─── Texte du document ───

Le sujet des recherches d’Anatole, c’étaient les marabouts africains opérant à Paris. Il a conservé des liens dans cette communauté. Chaque fois qu’il doit prendre une décision importante, il va voir son ami Moussa Diouf, « réparateur/médium » : « réparation d’électroménager le matin, voyance l’après-midi ; et parfois un ou deux désenvoûtements en soirée ». L’éventail des problèmes traités par ce professionnel est large : « les cas de mauvais œil persistant, les problèmes érectiles, l’obtention accélérée d’un titre de séjour ». Et la panoplie de techniques auxquelles il fait appel est très variée : « géomancie, pendule, cauris, marc de café, tarot, radiesthésie ».

───

» **Problème à traiter**:
Répondez aux questions suivantes d'après l'extrait sur les marabouts africains à Paris.
1. Sur quoi portaient les recherches d'Anatole ?
2. Quelle activité Moussa Diouf exerce-t-il le matin ?
3. Quelles techniques Moussa Diouf utilise-t-il ?

─── Données fournies ───

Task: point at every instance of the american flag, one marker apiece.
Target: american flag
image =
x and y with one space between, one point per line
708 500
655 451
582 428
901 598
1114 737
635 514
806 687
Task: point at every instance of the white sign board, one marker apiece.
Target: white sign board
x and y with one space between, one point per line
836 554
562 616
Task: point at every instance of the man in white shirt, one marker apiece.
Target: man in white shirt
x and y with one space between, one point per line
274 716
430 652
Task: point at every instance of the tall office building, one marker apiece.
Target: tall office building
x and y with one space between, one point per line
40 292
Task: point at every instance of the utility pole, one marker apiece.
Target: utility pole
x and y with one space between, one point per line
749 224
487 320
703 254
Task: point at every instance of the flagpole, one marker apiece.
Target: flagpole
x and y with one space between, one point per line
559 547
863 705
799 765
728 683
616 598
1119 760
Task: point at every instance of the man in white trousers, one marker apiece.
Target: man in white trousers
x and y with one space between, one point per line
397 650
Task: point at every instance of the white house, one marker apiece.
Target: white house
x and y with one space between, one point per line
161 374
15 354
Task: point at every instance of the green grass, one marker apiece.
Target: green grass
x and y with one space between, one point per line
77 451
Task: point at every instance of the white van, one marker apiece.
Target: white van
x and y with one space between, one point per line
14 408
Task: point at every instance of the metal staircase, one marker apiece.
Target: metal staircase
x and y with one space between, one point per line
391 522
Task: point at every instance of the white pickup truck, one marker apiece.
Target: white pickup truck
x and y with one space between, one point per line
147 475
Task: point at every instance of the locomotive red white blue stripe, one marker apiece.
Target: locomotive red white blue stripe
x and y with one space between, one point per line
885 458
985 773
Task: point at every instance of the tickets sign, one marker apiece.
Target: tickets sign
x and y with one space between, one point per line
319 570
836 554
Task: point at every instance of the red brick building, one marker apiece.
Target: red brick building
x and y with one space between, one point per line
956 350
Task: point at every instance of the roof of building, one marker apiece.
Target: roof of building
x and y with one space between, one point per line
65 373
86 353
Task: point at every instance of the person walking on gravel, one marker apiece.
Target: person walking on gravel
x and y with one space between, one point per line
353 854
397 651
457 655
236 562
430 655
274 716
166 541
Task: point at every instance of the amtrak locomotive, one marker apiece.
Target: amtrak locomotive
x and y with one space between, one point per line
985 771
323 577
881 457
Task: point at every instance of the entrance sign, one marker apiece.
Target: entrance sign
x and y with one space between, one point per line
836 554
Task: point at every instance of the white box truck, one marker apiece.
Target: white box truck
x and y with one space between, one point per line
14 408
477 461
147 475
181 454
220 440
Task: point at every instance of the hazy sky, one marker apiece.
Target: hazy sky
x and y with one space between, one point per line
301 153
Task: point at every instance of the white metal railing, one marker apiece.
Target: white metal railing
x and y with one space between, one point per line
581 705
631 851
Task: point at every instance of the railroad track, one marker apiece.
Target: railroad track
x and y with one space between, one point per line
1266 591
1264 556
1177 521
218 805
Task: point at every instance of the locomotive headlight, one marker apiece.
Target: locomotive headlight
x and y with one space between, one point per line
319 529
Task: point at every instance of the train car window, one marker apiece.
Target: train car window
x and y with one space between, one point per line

───

» **Réponse proposée**:
1. Elles portaient sur les marabouts africains opérant à Paris.
2. Le matin, il répare de l'électroménager.
3. Il utilise la géomancie, le pendule, les cauris, le marc de café, le tarot et la radiesthésie.